Excerpt:
┌────────

Can you describe the focus of your project in a few sentences?

Our lab recently developed a novel and broadly applicable barcode transfer technology that we call ‘Relay’, that can be used to track cell interactions with unparalleled throughput. The essence of the project lies in enhancing the Relay platform by integrating it with existing single cell sequencing pipelines and performing various proof-of-concepts. By combining these technologies, we study immune cell interactions at the single cell level, making possible single cell functional genomic assays such as intercellular CRISPR screening with single cell resolution. We believe this technology will pave the way for new discoveries in the field of single-cell immunology.

What motivated you to pursue this particular project?

Cell-cell interaction is a one of the most fundamental biological mechanisms by which cells communicate in a wide range of processes. Although single cell genomics has been at the forefront of many impactful discoveries in recent years, there are limited cell-cell interaction assays that are compatible with existing high-throughput methods such as genome-wide CRISPR screening and single cell RNA sequencing. We believe that Relay has the potential to unlock a wide array of analyses and studies that were previously unattainable.

Can you describe the focus of your project in a few sentences?

A high priority, yet unresolved, clinical problem in GBM patient management is the prediction of immunotherapy response. There are no comprehensive standardized methods to assess the effect of the systemic immune system on response to immunotherapies. Our RAP study will employ our advanced DNA methylation-based approach for high-resolution immune profiles in peripheral blood to achieve a rapid non-invasive blood test to discriminate responders from non-responders in a completed PD1/PD-L1 clinical trial.

What motivated you to pursue this particular project?

We were motivated to pursue this project because most glioma patients fail to respond or develop resistance to immune checkpoint blockade inhibitor treatments despite durable responses in many other cancers.  Intensive efforts are underway to identify biomarkers that discriminate between responders and non-responders. Most current research has focused on tumor immune features; however, the systemic immune system is essential for a successful anti-tumor response. Thus, this project is relevant and impactful to cancer because it addresses an urgent clinical need for non-tumor biomarkers to predict robust responses to immune therapy.  

Can you describe the focus of your project in a few sentences?

The focus of this project is to develop a mobile-based application for cancer centers that do not have access to standard-of-care technology required for effective radiation therapy. This is particularly important for left-side breast cancer patients undergoing radiotherapy which involves multiple deep inspiration breath hold (DIBH). Current technology is not accessible due to cost and a high degree of complexity that requires more training, education, and quality assurance programs. Our team was the first to show and investigate low-cost alternatives to monitor respiratory motion that utilize Light Detection and Ranging (LiDAR) capabilities available on most smartphones. In an effort to improve radiation therapy globally, this project is focused on further developing and facilitating the translation of novel easy-to-use, low-cost smartphone platforms to centers that currently do not have access to effective treatment.

What motivated you to pursue this particular project?

As a clinician scientist in the medical physicist domain, my co-PI (Dr. Dante Capaldi) and I are often reminded through clinical practice that the current technology is not optimal for every patient, and furthermore, it is not accessible to every clinic. UCSF has world-class facilities and access to technology that offer the best standard of care for their patients. We are inspired and motivated by the high quality of cancer care that is offered at UCSF. Our goal is to help enable the translation of effective treatments, and in radiation therapy the means making the technology more accessible, so that all cancer patients will benefit.

└────────

Data to examine:
┌────────

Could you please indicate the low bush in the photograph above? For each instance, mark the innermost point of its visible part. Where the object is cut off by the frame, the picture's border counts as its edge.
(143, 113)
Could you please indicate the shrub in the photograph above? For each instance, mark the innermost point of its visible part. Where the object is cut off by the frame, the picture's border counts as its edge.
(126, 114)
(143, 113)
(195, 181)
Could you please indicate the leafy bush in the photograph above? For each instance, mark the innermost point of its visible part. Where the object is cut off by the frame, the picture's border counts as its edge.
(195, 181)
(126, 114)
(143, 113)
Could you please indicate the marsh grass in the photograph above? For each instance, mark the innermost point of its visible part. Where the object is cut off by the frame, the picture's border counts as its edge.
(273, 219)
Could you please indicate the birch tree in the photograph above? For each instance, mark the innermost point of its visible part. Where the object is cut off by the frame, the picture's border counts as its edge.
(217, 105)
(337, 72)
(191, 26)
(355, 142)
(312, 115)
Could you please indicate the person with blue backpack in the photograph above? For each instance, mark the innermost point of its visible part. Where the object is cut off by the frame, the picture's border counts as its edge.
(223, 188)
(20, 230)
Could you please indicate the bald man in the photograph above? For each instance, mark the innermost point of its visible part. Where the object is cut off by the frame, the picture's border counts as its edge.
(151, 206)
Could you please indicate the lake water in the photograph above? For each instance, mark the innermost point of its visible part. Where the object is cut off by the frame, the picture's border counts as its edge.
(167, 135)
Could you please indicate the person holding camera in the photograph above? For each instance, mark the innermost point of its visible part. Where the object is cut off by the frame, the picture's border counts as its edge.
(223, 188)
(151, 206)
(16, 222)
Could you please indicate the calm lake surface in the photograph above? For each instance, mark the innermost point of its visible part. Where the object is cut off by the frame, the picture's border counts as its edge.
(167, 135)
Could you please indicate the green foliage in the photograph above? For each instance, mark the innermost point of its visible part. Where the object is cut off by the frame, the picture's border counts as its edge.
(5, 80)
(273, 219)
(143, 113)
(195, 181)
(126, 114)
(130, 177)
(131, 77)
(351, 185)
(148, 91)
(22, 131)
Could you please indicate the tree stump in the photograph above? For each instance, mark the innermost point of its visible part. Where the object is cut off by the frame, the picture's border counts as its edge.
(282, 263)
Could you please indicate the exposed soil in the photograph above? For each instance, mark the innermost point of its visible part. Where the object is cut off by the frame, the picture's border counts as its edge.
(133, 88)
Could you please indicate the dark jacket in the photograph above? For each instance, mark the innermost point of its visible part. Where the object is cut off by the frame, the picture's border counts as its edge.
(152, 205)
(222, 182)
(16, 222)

└────────

What is required:
Copy out the passage of the research project Q&A starting at "We were motivated" and ending at "to immune therapy.", word for word.

Result for this task:
We were motivated to pursue this project because most glioma patients fail to respond or develop resistance to immune checkpoint blockade inhibitor treatments despite durable responses in many other cancers.  Intensive efforts are underway to identify biomarkers that discriminate between responders and non-responders. Most current research has focused on tumor immune features; however, the systemic immune system is essential for a successful anti-tumor response. Thus, this project is relevant and impactful to cancer because it addresses an urgent clinical need for non-tumor biomarkers to predict robust responses to immune therapy.